- _What you have to do_: Your answer must be an exact transcription of every entry.

Stored data entries:
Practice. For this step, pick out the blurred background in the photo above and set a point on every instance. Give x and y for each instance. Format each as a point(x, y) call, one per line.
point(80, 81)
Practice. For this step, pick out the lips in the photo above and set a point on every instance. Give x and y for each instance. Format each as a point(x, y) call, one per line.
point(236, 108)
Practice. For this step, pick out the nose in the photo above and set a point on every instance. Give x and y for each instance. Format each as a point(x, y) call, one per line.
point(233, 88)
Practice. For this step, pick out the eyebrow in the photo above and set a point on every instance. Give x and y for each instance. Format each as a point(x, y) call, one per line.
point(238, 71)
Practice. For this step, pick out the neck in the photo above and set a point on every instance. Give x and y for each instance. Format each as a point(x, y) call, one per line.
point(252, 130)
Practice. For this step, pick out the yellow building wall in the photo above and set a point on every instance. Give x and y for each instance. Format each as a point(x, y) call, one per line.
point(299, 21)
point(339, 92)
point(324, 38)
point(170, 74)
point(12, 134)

- _Exercise output_:
Practice. For this step, pick out the blurred background in the photo above and set a point on every instance. Give x and y for each instance. Format each as a point(x, y) call, one per line.
point(80, 81)
Practice. For this step, pick out the lips in the photo above and set a point on every instance. Give x and y for each instance. Format each as a point(x, y) call, one per line.
point(236, 108)
Practice. For this step, pick out the nose in the photo above and set a point on every instance. Give x and y for each instance. Format each as a point(x, y) call, one per line.
point(233, 88)
Practice. For this step, pick out the eyebrow in the photo above and set a point on every instance. Give x and y for each instance. Format each as a point(x, y) call, one per line.
point(238, 71)
Practice. For this step, pick out the neck in the photo above and set a point on every instance. Give x and y for each instance. Format each as a point(x, y) call, one per line.
point(252, 130)
Practice. For this step, pick out the yellow building wall in the photo above and set a point on every instance. Give x and y for each instance. Format each as a point(x, y) call, one per line.
point(299, 21)
point(339, 92)
point(324, 38)
point(170, 74)
point(12, 134)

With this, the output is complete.